Provided data:
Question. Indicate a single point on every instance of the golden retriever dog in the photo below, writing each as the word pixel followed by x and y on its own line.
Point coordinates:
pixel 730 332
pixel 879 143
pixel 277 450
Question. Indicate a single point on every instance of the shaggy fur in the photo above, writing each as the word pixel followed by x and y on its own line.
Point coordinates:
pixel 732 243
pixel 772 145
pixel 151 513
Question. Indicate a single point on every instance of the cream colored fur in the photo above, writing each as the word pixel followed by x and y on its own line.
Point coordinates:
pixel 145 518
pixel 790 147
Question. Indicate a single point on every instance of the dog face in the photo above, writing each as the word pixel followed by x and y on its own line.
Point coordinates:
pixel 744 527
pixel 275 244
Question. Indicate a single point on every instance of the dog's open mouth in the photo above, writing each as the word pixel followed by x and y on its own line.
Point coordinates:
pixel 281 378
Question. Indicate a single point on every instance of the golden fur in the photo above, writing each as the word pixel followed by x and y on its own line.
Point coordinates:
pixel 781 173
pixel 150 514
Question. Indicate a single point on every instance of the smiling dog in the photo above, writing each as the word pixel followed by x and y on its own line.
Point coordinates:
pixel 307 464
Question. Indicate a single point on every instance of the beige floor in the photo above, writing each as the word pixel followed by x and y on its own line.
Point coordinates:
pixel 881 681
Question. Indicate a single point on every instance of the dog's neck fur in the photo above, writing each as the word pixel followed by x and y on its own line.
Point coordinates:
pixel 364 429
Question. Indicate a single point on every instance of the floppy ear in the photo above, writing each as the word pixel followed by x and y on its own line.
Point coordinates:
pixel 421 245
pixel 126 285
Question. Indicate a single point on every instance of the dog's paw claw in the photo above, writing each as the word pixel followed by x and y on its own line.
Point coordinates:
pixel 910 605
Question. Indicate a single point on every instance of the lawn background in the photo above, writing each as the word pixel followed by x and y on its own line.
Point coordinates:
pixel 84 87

Task:
Copy out the lines of the records above, from the line containing "the dog's neck" through the line containing "pixel 364 429", with both of those lines included.

Expected answer:
Question. Indicate a single point on every instance of the dog's neck fur in the photo above, writing each as the word pixel followed by x and y on its own line.
Point coordinates:
pixel 364 429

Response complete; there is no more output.